Extracted records ->
◆ ◆ ◆ ◆
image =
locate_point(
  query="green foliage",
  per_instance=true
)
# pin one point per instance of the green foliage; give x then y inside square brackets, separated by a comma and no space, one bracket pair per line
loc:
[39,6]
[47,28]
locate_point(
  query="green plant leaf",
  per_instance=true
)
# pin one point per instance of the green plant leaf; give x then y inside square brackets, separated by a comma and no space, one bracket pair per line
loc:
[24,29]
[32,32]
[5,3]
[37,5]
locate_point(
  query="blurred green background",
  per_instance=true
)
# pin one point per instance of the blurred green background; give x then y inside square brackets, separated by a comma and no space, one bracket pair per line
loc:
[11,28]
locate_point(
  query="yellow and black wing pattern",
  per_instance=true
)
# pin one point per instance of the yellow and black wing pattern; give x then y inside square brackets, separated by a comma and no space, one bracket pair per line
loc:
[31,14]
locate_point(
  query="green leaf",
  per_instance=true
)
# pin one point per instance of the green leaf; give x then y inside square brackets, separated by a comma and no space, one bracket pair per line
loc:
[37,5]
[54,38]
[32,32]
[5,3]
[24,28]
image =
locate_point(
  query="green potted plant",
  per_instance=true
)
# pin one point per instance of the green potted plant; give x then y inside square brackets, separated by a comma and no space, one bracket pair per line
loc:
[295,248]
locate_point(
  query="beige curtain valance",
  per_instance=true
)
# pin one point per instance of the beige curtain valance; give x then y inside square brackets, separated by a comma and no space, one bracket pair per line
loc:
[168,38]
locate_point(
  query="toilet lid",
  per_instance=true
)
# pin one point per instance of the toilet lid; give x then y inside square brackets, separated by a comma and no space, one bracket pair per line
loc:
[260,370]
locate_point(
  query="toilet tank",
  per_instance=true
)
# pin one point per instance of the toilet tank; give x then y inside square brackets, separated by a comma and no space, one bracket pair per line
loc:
◆ ◆ ◆ ◆
Work to do ->
Which lines of the items above contain the word "toilet"? Show each of those lines in full.

Answer for this exercise ->
  query="toilet lid",
# pin one point per instance of the toilet lid; give x then y inside square brackets, separated by a comma and no space, one bracket pair per line
  query="toilet tank",
# pin one point per instance of the toilet tank; give x then y inside square brackets, separated by a comma and no space, one bracket pair per line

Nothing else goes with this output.